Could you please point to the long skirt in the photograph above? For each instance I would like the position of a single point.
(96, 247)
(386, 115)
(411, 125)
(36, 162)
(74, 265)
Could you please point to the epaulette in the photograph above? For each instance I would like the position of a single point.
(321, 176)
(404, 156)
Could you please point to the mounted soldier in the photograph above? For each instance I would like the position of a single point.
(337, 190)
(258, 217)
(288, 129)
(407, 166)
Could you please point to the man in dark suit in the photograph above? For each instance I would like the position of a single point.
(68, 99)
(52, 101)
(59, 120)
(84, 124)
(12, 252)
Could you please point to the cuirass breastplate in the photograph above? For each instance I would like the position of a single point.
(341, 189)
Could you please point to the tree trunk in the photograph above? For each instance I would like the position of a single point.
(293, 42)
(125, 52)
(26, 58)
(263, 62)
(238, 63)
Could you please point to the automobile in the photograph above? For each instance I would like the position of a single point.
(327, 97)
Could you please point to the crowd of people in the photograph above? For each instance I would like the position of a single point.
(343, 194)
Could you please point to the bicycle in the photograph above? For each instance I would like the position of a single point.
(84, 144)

____________

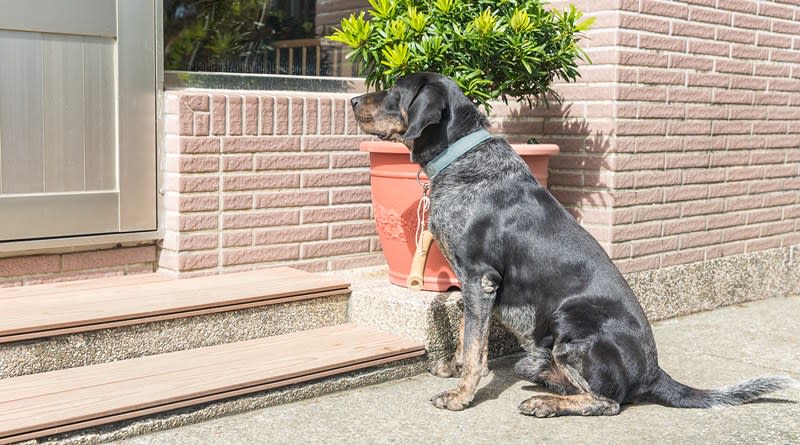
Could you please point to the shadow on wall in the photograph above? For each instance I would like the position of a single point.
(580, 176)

____________

> **할 일**: 위의 줄 가운데 "above"라는 단어가 들어 있는 줄을 모두 찾아 옮겨 적으세요. 대문자와 소문자는 구별합니다.

> **전체 답**:
Could you please point to the long skirt in the photograph above? For each instance I would like the position of a single point.
Could you please point to the epaulette in the photograph above? For each instance I would like the position of a single point.
Could you please point to the mounted soldier in the photograph above? For each instance I would like the position of a single point.
Could you please point to the man in dark suit in the photograph above? For each instance I would like the position of a single point.
Could you please point to the cuirass breastplate in the photograph above? For each instance I would like the position of a single point.
Could you please point to the tree trunk in the photograph above? For each instance I would like the position of a single point.
Could you please point to the automobile in the photograph above? For each instance I would like the position of a single point.
Could you please point to the crowd of people in the photograph above? For each instance I would like the position of a single point.
Could you please point to the bicycle in the photograph above? For each instance I would like the position of a single point.
Could you please point to the shadow on wall in the photograph above? For each instance I would like the position of a single point.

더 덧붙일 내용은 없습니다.